Check the signature.....


----------



## ultramag (Oct 1, 2006)

Where did you end up finding it? :?:


----------



## cajun_1 (Oct 1, 2006)

Unfortunately it is not the "BIG BLOCK".. We were at at store about 100 miles away and saw one on the shelf. Wasn't going to buy it, but after a lenghty conversation with the SO, I agreed to look at it. Got the price down some..(We spent an hour and a half looking and haggling) I now own it, with the stipulation that when spring comes, a "BIG BLOCK" will be on the patio.


----------



## ryanc (Nov 16, 2006)

So if I understand all this correctly.... When HD does have this it is the good model and not the "cheapo" one sold by Wally World?  I realize this thread has been dormant for a little while, but I'm leaning towards getting one of these and don't want to end up with a junky one.

Thanks!!
-Ryan


----------



## lostinfl (Nov 16, 2006)

My GOSM is arriving tomorrow, I ordered from Bass Pro Shop $189 plus shipping. I had to have it shipped because it was purchased thru an incentive card thru work... too long to explain but I was at the Shop last Sun outside Atlanta Ga and they have them in stock for instore purchase, cant wait to fire that baby up.

http://www.basspro.com/servlet/catal...=SearchResults

Looks like closest store to you is Auburn NY  Good luck


----------



## c2500 (Nov 17, 2006)

mine came from HD earlier this year....retail was $189...and yes it is the Big Block.

c2500


----------



## soflaquer (Nov 17, 2006)

This is where I got my Big Block, and I just checked....They are IN STOCK!!!  Grab 'em while you can, boys - they've been out for a while!  Price: $179.00 plus Shipping

Here's the link:  http://epod2000.stores.yahoo.net/36smokerbb.html

Jeff


----------



## illini (Nov 17, 2006)
☆ ☆ ☆
[Required work] In the forum thread, what price does soflaquer give for the Big Block?

[Raw data]
☆ ☆ ☆
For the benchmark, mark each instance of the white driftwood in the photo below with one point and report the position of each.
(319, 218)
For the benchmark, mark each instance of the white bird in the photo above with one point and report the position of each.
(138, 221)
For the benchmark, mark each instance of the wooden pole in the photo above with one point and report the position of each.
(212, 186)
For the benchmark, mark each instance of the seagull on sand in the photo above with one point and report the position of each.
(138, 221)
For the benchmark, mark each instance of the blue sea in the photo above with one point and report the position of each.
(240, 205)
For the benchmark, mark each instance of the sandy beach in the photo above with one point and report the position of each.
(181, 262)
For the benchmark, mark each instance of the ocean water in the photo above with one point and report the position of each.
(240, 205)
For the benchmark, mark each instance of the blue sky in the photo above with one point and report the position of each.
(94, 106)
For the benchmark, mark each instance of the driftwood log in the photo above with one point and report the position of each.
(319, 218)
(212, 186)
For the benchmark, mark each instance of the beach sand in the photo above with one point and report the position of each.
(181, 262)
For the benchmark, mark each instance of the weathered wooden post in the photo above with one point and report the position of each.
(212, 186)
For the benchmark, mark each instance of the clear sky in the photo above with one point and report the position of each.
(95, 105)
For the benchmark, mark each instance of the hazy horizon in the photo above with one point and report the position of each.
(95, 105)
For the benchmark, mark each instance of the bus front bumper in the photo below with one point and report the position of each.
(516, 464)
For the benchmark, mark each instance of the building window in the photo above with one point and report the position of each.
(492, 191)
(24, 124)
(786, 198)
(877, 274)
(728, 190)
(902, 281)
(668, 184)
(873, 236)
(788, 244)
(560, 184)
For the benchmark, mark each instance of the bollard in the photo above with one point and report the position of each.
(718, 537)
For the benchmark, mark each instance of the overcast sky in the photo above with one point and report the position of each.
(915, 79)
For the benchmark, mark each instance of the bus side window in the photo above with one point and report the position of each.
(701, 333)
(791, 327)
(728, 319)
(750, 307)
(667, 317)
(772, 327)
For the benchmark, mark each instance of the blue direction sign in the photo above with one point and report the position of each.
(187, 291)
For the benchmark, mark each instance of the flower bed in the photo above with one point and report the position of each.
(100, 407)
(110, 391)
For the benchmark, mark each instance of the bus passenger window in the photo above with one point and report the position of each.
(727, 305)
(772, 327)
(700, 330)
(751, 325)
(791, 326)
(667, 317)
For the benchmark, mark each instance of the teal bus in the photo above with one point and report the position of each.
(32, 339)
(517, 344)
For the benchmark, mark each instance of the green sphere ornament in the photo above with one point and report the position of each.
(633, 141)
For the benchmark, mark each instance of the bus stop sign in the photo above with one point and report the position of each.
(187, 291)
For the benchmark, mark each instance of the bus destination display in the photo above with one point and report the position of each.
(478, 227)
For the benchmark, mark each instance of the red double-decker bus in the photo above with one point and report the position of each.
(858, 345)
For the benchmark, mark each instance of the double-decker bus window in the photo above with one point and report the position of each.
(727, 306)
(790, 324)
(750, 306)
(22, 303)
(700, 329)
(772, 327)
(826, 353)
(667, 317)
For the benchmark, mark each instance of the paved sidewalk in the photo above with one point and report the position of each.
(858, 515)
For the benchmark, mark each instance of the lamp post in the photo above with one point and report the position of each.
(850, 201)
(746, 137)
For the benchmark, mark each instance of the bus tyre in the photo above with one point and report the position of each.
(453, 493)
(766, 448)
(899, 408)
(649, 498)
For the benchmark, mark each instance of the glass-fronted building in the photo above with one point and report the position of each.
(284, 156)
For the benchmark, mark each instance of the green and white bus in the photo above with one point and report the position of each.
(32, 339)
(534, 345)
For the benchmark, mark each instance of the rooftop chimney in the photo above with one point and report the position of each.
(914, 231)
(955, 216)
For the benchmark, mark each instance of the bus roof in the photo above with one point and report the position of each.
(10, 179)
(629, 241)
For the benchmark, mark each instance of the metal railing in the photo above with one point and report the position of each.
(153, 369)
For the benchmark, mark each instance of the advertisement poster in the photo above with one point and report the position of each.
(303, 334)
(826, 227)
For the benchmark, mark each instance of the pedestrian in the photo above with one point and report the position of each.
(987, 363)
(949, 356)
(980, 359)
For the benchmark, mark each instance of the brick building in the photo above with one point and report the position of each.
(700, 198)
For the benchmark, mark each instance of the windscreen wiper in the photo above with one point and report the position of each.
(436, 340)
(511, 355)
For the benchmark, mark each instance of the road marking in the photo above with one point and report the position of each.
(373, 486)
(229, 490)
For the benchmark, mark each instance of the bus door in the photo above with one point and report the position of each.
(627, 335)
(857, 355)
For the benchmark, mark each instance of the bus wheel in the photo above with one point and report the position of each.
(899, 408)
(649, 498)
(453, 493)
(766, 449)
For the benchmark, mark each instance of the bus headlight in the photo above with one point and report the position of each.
☆ ☆ ☆
[Full solution] $179.00 plus shipping